Separe do material todas as linhas em que aparece a palavra "wall" e copie cada uma delas.
--
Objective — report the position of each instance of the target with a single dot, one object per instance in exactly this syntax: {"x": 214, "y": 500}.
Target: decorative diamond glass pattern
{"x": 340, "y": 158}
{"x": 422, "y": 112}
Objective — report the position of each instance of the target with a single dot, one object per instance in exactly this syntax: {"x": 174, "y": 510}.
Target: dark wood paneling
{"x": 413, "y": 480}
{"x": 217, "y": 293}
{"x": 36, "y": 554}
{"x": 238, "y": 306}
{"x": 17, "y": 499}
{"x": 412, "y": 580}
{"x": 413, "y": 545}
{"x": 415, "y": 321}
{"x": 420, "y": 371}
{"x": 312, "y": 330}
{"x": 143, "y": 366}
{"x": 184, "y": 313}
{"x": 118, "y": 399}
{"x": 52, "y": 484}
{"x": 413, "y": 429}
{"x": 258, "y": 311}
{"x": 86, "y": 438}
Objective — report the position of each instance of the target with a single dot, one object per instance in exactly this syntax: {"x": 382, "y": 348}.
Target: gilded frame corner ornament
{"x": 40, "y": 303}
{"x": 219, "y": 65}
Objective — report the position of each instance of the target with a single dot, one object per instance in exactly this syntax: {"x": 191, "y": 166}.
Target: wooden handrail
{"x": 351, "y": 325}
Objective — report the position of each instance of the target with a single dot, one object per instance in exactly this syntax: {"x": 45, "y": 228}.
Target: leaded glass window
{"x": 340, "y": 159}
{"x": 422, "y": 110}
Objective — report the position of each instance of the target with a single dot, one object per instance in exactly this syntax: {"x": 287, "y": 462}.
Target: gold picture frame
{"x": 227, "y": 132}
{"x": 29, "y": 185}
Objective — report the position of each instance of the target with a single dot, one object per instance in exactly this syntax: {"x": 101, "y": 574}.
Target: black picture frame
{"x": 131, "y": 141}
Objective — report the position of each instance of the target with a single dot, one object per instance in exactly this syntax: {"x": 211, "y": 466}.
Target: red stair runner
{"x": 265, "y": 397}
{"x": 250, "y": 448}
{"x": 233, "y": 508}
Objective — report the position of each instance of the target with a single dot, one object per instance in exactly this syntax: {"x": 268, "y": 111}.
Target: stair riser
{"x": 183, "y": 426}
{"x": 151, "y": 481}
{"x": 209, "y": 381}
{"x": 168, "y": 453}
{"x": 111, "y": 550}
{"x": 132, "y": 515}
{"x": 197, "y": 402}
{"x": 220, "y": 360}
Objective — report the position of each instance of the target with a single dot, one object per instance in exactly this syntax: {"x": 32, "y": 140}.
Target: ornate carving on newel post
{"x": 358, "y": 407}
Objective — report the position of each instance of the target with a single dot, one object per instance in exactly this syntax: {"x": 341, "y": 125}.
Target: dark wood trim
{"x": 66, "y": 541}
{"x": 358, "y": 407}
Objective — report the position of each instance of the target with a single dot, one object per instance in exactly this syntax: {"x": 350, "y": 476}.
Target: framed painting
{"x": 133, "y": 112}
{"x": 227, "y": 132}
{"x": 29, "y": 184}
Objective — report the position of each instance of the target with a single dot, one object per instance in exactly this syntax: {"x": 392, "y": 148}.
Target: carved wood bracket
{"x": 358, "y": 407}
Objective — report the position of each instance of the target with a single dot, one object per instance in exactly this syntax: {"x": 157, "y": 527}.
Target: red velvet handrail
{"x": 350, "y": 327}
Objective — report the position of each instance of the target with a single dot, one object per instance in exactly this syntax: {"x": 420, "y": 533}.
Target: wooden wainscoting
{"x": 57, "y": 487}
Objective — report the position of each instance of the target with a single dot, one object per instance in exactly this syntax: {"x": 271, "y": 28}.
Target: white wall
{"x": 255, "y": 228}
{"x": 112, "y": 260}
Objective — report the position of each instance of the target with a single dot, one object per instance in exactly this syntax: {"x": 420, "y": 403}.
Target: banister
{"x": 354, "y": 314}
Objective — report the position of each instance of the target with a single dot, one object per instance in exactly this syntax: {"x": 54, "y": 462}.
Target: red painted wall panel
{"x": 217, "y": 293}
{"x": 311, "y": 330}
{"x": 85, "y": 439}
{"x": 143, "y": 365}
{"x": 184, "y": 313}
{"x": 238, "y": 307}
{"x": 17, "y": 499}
--
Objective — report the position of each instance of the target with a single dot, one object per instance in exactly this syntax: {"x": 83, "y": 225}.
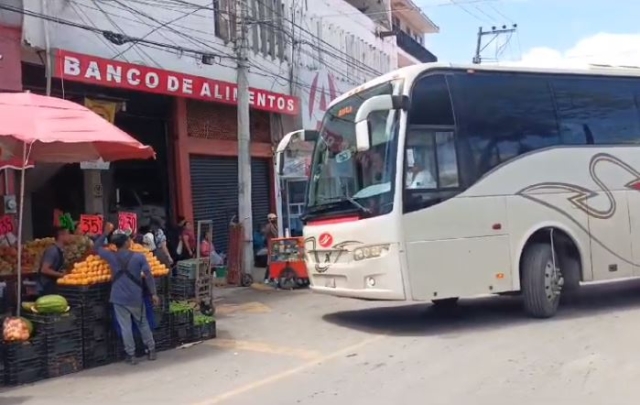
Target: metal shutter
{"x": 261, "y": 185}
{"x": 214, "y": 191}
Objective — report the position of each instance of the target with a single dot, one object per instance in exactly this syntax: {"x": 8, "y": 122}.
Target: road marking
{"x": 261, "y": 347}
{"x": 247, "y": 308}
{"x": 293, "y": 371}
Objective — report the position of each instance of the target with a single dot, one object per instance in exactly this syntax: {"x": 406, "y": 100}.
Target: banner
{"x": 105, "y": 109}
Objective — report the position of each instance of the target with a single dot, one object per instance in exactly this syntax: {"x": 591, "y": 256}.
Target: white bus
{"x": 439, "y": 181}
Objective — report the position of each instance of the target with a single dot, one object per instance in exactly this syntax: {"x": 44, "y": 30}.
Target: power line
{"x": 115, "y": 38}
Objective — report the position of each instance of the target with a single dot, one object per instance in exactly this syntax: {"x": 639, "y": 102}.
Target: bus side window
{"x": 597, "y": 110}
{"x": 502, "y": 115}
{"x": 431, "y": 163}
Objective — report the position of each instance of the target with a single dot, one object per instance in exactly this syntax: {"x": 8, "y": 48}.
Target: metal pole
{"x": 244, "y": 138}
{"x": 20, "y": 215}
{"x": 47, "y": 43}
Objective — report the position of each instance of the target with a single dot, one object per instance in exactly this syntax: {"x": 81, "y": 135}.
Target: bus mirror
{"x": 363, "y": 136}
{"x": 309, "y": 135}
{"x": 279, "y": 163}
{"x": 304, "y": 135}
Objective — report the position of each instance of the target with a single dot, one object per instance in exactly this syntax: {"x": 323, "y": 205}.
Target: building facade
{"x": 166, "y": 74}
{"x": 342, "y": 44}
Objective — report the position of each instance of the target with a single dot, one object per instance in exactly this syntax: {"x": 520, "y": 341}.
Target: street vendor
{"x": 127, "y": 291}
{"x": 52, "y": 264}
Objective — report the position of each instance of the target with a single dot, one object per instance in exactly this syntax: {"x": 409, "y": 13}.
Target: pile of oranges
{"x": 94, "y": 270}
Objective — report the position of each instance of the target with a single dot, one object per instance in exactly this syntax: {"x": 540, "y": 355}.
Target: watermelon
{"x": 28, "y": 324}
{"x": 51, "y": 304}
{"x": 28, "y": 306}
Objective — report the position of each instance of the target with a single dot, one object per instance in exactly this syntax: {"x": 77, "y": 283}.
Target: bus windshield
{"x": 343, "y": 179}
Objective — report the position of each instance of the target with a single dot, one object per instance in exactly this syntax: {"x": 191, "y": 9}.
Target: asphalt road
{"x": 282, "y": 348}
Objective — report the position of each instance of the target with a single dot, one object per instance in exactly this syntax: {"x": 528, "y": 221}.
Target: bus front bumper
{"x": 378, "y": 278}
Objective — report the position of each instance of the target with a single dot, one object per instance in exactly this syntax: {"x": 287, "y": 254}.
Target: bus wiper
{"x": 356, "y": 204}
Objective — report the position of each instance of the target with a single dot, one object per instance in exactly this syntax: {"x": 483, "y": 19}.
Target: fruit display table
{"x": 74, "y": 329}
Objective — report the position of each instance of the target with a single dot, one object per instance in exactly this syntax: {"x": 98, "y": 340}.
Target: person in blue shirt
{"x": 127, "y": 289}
--
▸ RESULTADO
Target: white wall
Target: red painted wall panel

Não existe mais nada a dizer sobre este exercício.